WHAT THE TASK ASKS
Find every line in the records below that contains the word "silver" and copy each one.

#### INFORMATION PROVIDED

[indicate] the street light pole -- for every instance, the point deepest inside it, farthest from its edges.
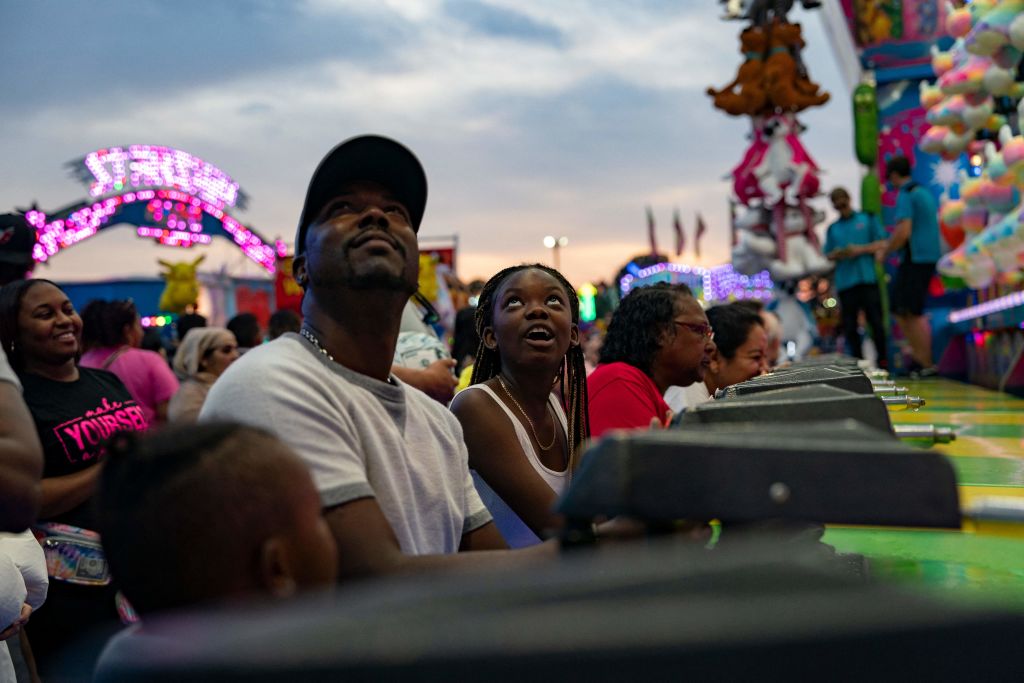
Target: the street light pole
(555, 245)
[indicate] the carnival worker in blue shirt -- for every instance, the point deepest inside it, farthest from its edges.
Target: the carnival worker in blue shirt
(916, 232)
(851, 243)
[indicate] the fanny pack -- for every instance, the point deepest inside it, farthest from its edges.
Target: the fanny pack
(73, 554)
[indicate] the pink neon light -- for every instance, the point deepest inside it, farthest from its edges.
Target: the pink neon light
(60, 233)
(720, 284)
(153, 166)
(988, 307)
(173, 238)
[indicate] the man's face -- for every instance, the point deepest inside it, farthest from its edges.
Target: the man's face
(361, 240)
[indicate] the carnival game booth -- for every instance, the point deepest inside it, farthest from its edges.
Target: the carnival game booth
(941, 84)
(716, 285)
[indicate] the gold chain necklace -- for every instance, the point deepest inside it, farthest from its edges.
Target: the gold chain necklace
(554, 435)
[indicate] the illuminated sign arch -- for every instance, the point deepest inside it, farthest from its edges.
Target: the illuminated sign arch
(169, 195)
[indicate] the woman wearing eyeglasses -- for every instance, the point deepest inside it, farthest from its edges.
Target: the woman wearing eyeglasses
(658, 337)
(204, 354)
(740, 343)
(112, 335)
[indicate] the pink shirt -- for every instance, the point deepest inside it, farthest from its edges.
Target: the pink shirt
(146, 375)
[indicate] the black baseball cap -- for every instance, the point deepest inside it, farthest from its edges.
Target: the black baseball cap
(16, 239)
(371, 158)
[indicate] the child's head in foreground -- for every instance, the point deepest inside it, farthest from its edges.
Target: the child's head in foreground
(199, 514)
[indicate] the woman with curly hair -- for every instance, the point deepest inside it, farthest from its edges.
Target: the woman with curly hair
(523, 440)
(658, 337)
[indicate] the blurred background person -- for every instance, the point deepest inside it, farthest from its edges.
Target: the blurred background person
(204, 354)
(112, 335)
(246, 329)
(658, 337)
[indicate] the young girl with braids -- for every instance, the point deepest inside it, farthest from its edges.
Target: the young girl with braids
(523, 440)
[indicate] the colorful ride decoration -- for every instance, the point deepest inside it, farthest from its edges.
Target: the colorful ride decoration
(776, 176)
(181, 291)
(169, 195)
(975, 91)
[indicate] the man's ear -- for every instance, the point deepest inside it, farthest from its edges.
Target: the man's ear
(299, 270)
(488, 338)
(275, 572)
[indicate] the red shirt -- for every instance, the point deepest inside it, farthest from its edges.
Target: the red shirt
(622, 396)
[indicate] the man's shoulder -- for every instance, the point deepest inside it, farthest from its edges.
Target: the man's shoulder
(286, 353)
(615, 372)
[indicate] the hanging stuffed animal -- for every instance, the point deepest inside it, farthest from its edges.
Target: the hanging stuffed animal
(799, 254)
(182, 287)
(745, 94)
(754, 246)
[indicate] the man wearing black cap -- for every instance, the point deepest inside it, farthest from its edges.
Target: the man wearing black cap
(389, 463)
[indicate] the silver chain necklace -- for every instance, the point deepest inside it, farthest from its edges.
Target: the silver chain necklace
(554, 434)
(311, 338)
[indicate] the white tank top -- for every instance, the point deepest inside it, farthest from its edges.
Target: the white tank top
(516, 532)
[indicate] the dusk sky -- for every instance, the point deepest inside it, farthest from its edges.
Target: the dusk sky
(531, 117)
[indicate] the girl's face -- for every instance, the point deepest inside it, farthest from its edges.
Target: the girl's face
(49, 328)
(531, 319)
(749, 361)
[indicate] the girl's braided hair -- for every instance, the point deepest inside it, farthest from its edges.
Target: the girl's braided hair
(572, 374)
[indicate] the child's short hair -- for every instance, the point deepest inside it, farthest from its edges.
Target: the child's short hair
(183, 512)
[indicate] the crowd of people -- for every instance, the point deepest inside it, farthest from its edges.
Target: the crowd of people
(318, 457)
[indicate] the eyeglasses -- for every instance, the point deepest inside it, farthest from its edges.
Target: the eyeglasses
(701, 329)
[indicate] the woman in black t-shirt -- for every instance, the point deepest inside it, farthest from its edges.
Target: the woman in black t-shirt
(76, 411)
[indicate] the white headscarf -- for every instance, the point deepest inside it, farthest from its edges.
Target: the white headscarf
(195, 346)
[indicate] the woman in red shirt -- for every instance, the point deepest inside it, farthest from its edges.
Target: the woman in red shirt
(658, 337)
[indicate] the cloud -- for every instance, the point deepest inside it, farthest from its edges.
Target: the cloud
(530, 117)
(498, 22)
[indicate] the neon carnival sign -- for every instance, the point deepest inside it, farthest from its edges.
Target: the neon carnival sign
(150, 166)
(170, 196)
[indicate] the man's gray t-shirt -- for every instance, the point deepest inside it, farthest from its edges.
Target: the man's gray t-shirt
(360, 437)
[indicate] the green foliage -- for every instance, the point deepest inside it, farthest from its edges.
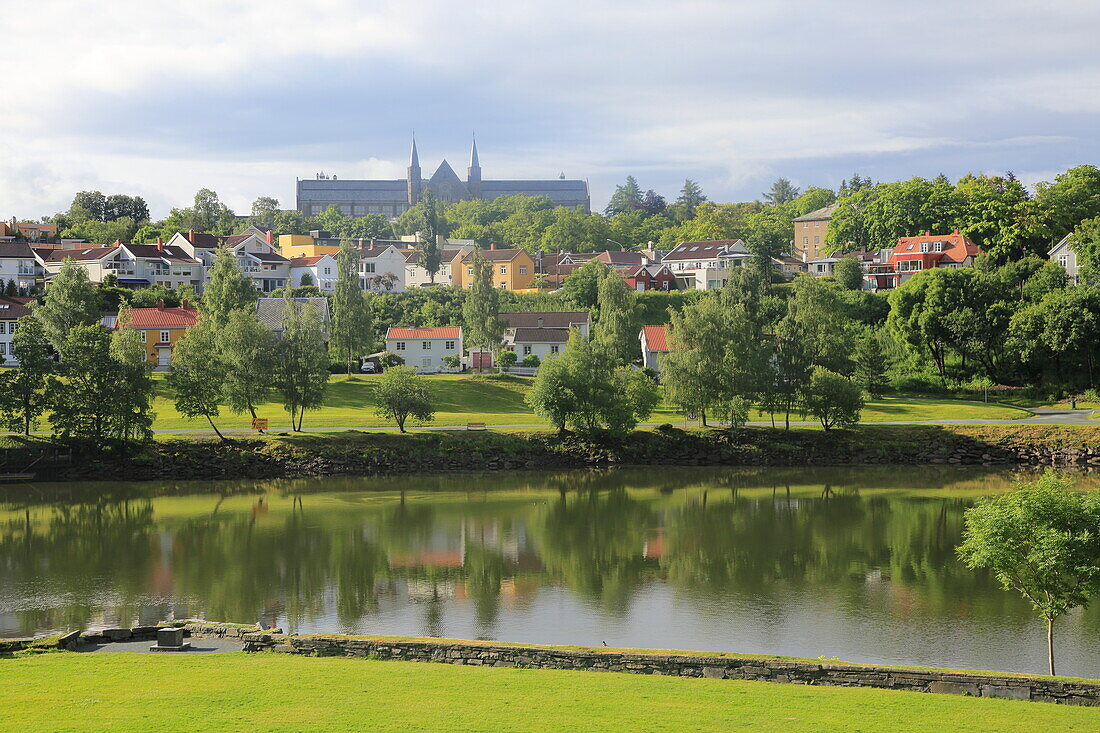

########

TASK RESPONSE
[indicate] the silver chain necklace -- for every instance, the point deepest inside it, farthest from its edges.
Target: the silver chain necklace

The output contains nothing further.